▶ **DIRECTIONS FOR THIS TASK**:
Find and copy each line in the material below where the string "mirror" occurs.

▶ **DATASET ENTRIES**:
- - -

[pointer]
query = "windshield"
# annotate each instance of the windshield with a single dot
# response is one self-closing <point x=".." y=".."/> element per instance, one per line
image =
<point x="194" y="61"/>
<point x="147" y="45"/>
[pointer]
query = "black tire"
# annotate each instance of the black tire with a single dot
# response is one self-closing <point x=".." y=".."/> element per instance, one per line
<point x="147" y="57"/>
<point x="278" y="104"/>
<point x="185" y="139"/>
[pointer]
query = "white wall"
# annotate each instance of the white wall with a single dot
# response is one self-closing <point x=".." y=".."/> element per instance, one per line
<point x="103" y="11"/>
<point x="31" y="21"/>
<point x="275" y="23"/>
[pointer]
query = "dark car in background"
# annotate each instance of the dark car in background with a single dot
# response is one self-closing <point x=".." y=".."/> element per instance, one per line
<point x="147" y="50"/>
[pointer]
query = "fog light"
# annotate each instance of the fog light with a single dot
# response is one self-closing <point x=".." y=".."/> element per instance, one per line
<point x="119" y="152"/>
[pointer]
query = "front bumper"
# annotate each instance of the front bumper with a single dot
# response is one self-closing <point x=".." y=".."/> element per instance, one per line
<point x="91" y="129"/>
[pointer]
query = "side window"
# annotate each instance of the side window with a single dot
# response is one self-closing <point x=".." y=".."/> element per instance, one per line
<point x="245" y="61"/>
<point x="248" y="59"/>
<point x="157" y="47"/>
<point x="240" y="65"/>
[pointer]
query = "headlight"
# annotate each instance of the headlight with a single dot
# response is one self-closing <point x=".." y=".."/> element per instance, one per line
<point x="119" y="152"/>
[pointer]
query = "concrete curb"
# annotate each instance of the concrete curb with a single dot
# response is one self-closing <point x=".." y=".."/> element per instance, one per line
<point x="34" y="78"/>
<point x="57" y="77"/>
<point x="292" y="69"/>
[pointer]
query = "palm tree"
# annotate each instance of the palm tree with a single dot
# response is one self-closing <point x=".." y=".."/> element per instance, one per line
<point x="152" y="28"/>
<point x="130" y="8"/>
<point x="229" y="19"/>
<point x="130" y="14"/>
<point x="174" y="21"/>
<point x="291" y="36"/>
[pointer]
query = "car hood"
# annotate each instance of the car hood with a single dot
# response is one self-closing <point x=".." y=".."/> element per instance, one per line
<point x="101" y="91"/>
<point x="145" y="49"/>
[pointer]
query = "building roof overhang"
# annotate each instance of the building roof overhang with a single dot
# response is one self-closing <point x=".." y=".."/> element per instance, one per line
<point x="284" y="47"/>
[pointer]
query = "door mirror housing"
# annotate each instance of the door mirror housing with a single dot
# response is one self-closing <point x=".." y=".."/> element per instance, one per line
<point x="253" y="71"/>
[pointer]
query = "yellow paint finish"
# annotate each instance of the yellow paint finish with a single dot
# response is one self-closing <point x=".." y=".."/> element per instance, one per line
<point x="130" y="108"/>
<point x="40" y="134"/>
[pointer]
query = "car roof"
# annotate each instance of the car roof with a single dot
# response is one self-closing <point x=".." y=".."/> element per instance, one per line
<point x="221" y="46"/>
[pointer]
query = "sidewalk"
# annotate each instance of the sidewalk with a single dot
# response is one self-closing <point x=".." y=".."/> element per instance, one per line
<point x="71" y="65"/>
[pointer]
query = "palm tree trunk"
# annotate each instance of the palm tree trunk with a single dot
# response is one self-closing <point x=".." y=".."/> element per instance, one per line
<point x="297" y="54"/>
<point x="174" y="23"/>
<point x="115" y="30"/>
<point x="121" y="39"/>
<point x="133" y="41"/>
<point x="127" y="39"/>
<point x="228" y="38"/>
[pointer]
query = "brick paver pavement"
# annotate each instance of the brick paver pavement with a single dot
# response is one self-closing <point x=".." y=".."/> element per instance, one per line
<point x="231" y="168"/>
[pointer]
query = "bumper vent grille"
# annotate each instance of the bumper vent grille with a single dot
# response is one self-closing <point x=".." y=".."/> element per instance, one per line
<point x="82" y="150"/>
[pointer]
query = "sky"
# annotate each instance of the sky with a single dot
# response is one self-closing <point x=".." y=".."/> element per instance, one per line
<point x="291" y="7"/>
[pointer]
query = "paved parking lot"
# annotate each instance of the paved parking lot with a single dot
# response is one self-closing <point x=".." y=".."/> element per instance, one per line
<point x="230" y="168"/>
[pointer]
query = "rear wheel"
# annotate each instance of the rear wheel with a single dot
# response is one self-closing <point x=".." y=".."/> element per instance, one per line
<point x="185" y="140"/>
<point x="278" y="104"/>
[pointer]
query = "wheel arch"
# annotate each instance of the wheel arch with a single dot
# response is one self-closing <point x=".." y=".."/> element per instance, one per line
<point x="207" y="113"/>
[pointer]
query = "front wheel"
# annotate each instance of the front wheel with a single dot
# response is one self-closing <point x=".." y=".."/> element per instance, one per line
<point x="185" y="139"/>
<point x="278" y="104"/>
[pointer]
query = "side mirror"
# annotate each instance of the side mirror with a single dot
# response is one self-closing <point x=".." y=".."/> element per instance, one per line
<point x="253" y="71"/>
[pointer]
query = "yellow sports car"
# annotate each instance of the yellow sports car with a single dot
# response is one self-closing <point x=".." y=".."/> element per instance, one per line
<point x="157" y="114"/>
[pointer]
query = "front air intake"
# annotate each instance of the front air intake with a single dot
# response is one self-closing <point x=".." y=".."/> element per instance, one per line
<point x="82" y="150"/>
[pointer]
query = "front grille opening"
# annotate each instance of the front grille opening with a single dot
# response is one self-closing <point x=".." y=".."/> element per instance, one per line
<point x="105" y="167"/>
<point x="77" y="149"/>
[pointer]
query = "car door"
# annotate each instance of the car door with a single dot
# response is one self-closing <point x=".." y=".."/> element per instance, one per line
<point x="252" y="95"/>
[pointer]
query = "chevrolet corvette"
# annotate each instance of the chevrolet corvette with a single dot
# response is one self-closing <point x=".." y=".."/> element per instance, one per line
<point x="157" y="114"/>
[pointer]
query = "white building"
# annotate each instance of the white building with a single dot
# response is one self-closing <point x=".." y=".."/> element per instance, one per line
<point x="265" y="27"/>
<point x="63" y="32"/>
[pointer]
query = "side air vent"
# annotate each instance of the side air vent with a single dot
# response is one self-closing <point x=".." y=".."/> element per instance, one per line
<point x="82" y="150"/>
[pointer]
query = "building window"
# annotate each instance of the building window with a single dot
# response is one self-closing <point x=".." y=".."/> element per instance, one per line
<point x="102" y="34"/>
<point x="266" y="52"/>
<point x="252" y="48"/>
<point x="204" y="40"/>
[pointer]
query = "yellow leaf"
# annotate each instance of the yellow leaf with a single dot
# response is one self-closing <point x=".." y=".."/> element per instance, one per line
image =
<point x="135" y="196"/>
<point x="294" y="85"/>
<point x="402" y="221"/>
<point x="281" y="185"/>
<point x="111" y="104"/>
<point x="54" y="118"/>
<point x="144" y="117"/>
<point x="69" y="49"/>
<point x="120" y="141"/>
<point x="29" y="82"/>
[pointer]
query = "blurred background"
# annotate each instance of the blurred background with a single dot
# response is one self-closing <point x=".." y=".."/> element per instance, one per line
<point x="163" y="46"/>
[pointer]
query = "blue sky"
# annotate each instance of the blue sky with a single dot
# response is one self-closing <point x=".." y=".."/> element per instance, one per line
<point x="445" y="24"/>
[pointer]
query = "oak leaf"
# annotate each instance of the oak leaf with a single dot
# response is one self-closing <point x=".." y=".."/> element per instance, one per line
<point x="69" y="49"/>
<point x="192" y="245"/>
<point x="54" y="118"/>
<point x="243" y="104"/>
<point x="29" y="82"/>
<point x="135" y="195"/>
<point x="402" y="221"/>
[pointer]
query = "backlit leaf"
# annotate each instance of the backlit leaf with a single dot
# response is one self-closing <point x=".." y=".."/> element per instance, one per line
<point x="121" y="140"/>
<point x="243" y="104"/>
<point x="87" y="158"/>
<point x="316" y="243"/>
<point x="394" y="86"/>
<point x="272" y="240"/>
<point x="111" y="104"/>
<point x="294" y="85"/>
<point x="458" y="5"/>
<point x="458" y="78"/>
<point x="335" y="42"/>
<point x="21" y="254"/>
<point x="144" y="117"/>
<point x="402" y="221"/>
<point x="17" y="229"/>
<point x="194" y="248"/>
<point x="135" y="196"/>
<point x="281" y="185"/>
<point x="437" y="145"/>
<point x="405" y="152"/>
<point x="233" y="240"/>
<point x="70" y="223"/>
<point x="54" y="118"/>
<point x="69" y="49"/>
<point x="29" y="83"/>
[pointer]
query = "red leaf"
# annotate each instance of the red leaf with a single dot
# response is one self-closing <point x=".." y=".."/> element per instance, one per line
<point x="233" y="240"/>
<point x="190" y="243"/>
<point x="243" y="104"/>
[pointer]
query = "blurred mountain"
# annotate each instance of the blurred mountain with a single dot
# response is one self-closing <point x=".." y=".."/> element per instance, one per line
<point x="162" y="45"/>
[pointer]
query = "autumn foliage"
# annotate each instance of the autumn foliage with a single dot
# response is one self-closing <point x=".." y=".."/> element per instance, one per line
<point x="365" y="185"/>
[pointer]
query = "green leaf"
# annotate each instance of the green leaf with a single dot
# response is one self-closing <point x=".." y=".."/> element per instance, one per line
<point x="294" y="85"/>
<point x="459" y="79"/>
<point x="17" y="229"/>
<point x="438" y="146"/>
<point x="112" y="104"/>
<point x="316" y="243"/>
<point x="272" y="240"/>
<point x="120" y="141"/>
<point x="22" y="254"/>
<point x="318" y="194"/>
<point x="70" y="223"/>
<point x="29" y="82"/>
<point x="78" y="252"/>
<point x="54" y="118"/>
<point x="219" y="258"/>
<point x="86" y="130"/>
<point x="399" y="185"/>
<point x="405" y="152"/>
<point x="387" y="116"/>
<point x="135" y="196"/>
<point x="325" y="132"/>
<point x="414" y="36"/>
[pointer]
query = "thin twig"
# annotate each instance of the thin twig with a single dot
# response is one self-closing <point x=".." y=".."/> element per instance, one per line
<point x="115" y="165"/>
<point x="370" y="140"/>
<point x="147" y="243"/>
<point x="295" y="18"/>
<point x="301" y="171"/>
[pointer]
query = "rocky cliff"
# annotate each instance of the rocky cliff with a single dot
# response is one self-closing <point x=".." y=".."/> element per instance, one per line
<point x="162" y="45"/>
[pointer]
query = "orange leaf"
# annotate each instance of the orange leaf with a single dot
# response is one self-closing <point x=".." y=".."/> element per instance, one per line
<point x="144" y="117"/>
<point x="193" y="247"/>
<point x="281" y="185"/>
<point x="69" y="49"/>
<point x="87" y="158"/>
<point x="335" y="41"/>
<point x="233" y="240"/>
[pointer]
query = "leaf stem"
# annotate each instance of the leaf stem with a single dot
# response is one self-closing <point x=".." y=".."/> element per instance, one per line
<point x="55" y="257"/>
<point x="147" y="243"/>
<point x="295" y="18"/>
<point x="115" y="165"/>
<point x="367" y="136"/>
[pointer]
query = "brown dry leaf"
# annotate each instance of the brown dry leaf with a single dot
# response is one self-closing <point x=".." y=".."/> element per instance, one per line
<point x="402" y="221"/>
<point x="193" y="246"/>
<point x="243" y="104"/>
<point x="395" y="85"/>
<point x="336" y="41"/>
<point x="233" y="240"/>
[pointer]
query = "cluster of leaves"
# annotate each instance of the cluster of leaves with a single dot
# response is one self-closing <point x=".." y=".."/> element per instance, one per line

- - -

▶ **RESULT FOR THIS TASK**:
query = "door mirror housing"
# annotate each instance of the door mirror housing with a single dot
query = "side mirror"
# annotate each instance of the side mirror with a single dot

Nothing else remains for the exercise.